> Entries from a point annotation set
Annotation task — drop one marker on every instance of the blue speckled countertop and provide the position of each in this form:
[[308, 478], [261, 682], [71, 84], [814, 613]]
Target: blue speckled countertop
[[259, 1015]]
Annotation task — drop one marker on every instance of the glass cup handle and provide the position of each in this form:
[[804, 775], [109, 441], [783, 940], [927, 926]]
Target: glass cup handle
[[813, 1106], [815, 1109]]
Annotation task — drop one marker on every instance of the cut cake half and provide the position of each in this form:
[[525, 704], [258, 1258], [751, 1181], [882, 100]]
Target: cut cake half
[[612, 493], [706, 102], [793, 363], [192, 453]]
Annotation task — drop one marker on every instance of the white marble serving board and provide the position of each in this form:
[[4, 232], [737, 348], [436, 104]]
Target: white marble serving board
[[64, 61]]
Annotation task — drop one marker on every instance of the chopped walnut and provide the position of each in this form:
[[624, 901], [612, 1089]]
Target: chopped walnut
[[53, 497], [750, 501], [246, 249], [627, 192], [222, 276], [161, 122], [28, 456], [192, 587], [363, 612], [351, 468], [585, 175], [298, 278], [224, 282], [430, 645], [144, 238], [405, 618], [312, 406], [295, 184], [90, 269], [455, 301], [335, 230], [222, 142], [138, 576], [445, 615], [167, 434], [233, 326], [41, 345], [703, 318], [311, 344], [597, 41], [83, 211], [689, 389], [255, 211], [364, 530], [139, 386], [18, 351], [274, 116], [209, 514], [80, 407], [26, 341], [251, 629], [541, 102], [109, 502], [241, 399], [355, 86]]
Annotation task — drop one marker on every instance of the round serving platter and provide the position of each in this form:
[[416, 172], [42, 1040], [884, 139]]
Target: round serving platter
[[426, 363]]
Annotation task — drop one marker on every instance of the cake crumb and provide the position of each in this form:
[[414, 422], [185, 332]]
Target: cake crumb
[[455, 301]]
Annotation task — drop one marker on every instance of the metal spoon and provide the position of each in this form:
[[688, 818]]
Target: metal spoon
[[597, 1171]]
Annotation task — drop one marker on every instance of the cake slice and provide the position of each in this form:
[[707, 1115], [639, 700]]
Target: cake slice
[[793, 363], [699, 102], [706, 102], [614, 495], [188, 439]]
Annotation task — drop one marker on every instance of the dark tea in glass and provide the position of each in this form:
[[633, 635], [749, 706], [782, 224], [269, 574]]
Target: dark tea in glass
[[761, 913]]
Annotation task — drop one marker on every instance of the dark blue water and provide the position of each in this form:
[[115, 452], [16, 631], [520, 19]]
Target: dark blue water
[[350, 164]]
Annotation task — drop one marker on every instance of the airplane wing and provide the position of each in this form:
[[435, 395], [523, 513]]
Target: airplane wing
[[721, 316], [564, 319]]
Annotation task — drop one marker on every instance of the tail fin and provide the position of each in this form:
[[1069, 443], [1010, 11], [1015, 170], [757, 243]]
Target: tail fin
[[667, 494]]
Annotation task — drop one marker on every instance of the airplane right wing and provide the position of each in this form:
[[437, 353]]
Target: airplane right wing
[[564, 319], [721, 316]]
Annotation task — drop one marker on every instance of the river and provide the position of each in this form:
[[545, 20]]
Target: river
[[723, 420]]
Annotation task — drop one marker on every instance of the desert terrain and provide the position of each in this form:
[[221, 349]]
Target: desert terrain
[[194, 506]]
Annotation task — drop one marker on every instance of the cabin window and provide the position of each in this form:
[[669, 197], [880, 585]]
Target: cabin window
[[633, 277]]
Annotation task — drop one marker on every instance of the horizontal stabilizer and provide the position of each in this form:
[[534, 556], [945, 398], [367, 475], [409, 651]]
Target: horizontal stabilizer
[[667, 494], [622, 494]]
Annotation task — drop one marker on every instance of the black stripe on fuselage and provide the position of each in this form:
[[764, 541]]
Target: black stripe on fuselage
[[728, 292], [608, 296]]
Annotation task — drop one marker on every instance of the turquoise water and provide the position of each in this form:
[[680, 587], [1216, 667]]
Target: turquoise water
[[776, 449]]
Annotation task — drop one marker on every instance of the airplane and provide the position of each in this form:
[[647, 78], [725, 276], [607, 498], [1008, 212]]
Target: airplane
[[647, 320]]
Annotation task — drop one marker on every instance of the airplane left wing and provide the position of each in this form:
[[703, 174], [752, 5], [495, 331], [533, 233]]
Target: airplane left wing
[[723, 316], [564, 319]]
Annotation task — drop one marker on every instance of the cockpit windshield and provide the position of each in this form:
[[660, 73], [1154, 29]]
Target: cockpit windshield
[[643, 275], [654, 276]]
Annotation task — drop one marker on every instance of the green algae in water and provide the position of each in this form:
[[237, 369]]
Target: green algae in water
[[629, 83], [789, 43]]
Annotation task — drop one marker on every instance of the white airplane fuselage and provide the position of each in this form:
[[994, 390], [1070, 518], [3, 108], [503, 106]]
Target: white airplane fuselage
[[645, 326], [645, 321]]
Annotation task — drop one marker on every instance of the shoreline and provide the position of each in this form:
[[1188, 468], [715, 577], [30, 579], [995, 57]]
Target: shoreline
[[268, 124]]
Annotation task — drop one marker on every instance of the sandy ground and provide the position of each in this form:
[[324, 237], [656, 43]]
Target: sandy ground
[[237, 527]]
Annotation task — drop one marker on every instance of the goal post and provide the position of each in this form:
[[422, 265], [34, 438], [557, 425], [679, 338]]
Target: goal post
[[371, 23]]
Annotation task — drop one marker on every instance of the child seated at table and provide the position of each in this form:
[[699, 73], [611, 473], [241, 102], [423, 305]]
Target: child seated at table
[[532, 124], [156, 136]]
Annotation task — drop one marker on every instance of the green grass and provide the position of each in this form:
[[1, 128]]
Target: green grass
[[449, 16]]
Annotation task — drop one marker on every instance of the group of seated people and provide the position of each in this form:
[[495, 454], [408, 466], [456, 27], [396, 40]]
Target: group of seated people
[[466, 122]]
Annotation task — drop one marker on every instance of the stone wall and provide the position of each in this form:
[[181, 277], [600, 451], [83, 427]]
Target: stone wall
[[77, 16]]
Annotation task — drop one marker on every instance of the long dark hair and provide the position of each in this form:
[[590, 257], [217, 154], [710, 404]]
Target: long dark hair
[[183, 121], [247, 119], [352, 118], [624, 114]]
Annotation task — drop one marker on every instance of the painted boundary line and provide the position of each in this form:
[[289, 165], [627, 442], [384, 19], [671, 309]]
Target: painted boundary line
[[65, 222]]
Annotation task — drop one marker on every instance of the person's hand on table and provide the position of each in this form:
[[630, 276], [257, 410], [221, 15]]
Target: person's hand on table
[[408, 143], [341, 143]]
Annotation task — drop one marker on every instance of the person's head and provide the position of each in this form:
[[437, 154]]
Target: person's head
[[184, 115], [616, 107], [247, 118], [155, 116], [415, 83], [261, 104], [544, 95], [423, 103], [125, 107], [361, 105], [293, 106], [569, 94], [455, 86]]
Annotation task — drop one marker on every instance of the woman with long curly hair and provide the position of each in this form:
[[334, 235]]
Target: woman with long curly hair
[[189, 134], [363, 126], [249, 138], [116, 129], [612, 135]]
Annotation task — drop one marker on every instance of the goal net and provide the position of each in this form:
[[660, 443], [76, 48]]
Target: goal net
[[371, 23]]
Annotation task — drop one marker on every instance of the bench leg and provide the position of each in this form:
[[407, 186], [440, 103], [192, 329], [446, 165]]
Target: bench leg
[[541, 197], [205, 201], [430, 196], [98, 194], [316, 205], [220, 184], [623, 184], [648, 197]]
--
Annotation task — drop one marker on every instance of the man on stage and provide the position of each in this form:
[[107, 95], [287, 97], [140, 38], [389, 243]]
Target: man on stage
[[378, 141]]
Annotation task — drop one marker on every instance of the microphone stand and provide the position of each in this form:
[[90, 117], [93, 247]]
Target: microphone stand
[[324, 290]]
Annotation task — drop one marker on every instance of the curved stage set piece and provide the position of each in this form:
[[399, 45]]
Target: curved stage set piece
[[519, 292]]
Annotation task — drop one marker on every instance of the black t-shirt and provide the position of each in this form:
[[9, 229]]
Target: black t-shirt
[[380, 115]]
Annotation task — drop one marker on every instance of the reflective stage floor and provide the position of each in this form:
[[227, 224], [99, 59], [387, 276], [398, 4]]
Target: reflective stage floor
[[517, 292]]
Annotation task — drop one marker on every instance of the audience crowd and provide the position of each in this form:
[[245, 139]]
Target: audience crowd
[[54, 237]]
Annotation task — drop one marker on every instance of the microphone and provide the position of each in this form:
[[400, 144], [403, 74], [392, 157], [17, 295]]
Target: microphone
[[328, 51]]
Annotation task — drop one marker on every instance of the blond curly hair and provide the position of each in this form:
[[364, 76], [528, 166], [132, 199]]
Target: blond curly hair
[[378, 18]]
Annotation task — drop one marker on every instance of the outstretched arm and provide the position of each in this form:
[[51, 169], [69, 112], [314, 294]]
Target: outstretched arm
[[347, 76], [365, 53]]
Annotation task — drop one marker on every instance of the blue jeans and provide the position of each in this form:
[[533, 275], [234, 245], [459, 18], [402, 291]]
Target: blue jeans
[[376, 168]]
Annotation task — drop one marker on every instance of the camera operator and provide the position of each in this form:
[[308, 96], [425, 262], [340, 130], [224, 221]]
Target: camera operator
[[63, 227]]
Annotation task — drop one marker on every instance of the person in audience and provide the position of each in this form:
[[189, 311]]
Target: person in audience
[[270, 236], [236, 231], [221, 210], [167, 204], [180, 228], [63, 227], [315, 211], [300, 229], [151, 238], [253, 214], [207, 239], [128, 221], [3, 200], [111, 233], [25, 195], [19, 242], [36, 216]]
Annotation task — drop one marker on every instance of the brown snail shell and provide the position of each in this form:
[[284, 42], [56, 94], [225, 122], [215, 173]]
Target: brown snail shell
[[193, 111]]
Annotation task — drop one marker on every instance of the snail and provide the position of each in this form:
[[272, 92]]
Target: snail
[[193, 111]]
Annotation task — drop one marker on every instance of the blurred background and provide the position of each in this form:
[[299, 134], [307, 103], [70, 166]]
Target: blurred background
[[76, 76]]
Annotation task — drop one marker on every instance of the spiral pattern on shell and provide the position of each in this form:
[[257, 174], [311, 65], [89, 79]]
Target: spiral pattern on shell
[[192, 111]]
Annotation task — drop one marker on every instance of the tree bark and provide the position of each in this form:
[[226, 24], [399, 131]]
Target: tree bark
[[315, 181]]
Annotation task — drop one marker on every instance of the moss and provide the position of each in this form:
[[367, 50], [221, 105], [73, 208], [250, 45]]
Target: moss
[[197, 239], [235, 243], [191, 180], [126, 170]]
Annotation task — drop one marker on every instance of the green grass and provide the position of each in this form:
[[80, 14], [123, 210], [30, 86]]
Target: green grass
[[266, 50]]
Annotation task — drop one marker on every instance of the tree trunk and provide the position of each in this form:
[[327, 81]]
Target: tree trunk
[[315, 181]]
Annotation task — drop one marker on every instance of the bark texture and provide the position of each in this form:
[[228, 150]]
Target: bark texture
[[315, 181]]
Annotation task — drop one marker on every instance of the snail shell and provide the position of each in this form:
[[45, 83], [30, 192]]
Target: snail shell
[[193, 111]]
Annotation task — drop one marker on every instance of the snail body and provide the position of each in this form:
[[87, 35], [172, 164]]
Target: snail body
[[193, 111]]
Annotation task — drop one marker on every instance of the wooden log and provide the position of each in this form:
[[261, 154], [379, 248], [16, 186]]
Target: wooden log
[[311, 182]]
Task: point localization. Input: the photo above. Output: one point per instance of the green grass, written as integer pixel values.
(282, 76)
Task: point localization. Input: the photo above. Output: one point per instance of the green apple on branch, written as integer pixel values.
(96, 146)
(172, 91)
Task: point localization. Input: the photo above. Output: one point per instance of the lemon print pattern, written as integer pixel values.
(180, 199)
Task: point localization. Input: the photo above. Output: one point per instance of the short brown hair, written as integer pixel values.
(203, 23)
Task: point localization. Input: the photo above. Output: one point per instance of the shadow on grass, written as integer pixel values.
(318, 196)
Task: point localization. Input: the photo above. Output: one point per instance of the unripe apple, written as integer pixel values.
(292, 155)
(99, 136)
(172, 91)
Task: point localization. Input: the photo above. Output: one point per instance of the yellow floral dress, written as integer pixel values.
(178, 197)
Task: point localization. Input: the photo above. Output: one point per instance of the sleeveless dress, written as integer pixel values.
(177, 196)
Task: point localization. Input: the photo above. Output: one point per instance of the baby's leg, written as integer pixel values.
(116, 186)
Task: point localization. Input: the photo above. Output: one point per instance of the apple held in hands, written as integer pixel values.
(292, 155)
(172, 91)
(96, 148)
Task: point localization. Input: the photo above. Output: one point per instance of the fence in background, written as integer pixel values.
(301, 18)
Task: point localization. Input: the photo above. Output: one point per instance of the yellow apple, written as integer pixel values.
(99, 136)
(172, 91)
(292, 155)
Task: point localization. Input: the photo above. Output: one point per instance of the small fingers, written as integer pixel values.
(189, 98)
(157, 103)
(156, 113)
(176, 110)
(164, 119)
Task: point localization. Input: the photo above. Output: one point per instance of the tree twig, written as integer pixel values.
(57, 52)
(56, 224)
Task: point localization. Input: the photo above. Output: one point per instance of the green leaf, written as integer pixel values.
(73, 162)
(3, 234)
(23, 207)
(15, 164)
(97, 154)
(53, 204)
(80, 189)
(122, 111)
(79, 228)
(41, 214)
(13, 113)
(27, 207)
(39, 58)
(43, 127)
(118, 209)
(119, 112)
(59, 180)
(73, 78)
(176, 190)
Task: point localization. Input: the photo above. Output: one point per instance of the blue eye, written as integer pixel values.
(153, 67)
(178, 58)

> What you are asked to do
Filter the records above, copying every line that contains the word "tree". Case counts.

> Result
Annotation task — drop one marker on every instance of the tree bark and provide the position of each in this form:
Target: tree bark
Annotation task — drop one marker on every instance of the tree trunk and provide the position of each in this form:
Target: tree trunk
Task: point localization. Input: the photo above. Output: one point per instance of the tree twig, written as integer pixel values.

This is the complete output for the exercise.